[REQUIRED TASK] Rewrite the lines of the data below, starting at the line that contains "Mark the vehicle" and ending at the line that contains "(1219, 370)", as a JSON list of strings with one string per line and blank lines omitted.

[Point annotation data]

-.-.-

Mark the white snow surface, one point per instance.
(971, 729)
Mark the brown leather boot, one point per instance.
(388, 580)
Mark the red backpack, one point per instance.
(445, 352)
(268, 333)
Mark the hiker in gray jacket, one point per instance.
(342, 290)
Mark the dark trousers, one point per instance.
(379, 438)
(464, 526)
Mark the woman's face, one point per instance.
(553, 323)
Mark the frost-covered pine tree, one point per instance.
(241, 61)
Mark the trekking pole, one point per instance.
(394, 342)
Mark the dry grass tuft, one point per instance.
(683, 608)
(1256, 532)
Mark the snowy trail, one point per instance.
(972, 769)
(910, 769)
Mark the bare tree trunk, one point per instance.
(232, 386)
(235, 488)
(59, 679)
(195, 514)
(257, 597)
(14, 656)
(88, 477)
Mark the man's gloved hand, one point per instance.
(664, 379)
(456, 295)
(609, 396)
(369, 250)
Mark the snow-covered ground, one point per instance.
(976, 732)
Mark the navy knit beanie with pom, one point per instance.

-.-.-

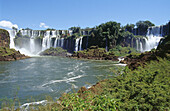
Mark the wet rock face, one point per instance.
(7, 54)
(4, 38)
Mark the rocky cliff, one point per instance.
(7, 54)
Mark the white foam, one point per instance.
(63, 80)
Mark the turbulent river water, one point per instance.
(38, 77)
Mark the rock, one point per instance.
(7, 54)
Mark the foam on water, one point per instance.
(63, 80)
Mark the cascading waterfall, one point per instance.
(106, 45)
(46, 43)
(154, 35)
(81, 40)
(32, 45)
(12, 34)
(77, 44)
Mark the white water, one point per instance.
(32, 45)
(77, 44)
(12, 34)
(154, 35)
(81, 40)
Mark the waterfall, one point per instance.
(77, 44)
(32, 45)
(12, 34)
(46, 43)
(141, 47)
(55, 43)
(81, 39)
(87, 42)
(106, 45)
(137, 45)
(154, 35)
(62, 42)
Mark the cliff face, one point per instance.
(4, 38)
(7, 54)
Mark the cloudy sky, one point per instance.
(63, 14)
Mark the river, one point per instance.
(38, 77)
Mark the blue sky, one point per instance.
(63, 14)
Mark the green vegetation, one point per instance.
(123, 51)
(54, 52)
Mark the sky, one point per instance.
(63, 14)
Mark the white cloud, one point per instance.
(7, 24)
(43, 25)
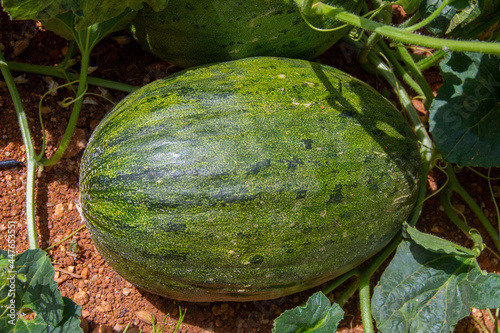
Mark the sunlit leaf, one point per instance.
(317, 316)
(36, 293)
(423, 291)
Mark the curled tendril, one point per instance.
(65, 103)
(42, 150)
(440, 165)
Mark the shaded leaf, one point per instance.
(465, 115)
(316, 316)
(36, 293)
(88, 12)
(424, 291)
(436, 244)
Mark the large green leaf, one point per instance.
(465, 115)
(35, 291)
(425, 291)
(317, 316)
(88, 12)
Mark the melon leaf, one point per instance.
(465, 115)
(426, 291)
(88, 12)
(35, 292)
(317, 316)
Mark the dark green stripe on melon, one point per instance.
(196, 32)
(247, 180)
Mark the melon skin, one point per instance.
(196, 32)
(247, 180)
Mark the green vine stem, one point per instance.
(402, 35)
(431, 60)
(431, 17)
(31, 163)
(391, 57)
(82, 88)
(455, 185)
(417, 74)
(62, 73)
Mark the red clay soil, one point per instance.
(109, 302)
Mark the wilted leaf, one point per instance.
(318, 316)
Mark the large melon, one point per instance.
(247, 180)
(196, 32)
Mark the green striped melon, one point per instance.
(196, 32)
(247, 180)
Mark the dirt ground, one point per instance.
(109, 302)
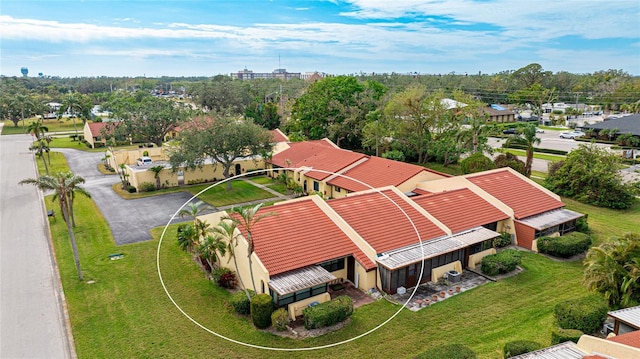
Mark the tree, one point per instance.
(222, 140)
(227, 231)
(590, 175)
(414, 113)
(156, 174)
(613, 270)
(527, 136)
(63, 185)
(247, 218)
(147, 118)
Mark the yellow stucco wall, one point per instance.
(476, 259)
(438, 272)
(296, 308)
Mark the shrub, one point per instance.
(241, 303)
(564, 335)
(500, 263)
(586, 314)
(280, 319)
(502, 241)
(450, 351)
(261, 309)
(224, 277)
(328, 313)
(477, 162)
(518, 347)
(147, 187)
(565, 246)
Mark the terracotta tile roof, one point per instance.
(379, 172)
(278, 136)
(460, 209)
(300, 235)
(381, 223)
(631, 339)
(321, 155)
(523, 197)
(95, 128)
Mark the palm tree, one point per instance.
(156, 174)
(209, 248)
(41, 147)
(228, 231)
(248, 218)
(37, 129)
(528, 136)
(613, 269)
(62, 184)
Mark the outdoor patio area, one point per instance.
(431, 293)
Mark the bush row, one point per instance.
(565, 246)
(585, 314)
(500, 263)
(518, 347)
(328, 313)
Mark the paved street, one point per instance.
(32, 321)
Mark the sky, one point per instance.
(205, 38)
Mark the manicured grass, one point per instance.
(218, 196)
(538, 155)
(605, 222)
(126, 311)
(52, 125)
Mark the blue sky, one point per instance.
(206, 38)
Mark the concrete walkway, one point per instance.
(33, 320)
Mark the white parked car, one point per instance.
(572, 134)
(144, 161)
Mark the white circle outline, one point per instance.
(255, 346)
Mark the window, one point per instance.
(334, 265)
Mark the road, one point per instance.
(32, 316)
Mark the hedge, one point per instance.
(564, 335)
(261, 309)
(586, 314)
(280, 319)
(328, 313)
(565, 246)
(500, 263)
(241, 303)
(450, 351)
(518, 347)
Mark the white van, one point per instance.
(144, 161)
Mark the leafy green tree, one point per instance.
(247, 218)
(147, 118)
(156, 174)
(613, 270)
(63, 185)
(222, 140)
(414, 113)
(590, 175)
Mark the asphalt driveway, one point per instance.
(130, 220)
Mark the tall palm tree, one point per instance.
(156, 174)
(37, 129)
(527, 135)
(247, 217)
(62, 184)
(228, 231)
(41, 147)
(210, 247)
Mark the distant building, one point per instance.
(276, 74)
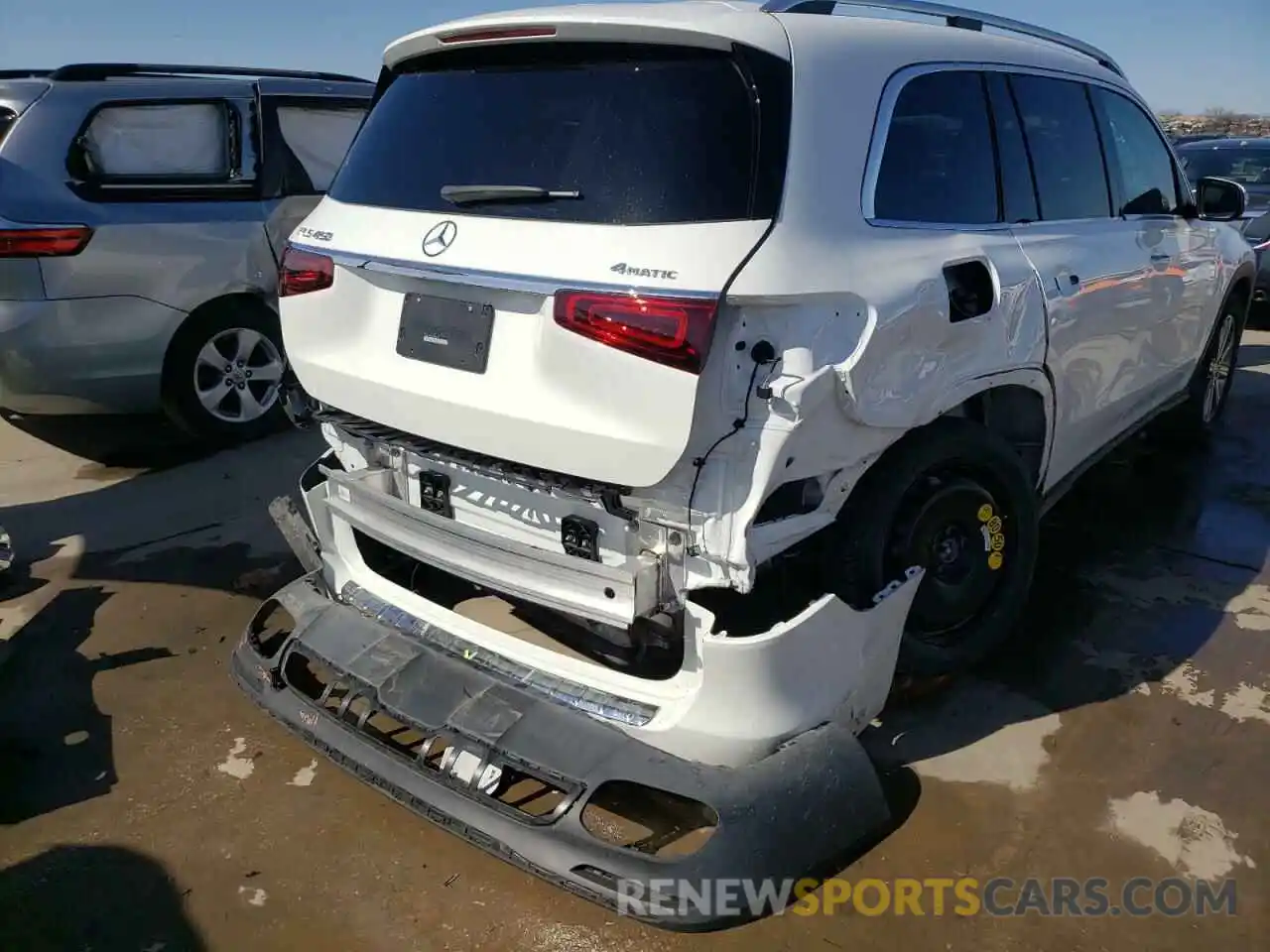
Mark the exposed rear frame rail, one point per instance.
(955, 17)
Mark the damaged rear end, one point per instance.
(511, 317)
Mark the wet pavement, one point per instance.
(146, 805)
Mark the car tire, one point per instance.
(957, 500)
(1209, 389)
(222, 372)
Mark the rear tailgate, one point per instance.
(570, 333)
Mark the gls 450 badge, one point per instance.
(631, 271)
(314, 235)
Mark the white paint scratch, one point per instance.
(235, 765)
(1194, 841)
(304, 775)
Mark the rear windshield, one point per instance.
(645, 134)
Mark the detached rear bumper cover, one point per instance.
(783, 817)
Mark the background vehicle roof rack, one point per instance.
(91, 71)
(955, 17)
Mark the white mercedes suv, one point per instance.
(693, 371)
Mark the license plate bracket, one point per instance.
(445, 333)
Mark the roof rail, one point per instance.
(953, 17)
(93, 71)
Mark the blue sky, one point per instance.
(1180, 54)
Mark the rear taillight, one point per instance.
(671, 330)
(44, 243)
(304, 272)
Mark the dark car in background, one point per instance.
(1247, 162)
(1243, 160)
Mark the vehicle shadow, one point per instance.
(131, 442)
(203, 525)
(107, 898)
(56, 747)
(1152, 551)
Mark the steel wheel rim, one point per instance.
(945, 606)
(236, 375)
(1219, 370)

-.-.-

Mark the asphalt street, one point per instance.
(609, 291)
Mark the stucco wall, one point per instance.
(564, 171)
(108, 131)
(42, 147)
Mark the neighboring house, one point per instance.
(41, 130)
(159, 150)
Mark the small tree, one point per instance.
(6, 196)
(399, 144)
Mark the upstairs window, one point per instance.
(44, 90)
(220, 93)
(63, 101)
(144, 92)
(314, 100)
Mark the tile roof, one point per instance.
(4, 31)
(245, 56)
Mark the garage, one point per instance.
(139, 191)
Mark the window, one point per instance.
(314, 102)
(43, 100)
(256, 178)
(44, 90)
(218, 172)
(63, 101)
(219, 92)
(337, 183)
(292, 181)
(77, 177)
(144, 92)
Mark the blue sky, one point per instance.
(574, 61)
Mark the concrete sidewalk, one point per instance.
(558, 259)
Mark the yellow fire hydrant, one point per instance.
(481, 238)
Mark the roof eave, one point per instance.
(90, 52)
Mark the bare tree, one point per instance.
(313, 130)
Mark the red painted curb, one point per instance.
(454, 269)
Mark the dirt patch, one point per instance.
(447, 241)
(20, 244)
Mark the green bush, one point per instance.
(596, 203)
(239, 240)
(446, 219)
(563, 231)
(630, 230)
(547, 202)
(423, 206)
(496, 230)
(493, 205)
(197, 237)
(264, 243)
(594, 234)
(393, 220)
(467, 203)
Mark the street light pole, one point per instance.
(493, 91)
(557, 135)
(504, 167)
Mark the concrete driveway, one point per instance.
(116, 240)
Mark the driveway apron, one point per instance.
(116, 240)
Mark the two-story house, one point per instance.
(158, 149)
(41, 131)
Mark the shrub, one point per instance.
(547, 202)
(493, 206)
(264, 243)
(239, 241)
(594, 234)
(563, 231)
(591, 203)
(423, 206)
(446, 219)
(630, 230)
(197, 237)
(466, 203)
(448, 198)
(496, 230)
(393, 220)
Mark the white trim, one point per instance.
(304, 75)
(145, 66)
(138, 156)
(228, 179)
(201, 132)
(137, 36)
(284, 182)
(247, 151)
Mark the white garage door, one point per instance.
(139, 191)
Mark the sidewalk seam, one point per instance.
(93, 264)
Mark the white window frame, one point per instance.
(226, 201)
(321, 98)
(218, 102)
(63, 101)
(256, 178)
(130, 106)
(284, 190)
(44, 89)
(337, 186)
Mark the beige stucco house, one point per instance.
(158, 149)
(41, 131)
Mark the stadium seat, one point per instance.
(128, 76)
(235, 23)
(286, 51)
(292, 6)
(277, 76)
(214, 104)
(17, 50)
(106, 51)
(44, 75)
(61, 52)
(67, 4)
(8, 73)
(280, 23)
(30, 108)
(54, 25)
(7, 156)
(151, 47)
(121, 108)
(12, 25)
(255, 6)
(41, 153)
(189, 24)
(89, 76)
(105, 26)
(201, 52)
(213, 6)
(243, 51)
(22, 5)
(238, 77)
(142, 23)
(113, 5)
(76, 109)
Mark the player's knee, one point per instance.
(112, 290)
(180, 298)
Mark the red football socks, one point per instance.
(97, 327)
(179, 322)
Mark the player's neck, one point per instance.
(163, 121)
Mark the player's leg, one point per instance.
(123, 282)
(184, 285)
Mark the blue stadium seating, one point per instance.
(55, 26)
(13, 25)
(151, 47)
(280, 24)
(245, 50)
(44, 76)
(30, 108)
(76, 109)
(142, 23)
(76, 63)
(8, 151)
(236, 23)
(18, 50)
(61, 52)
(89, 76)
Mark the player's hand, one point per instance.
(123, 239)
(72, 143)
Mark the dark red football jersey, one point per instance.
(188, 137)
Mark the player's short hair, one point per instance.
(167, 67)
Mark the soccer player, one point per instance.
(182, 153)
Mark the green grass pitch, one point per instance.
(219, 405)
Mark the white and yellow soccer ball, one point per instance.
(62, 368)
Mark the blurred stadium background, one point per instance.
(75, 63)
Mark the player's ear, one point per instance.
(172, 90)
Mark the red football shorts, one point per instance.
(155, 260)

-.-.-

[THE ANSWER]
[
  "Mark the vehicle shadow, one point per instance.",
  "(131, 442)",
  "(203, 525)",
  "(107, 898)",
  "(56, 747)",
  "(1152, 551)",
  "Mark the steel wheel rim, one point per instance.",
  "(945, 606)",
  "(236, 375)",
  "(1219, 370)"
]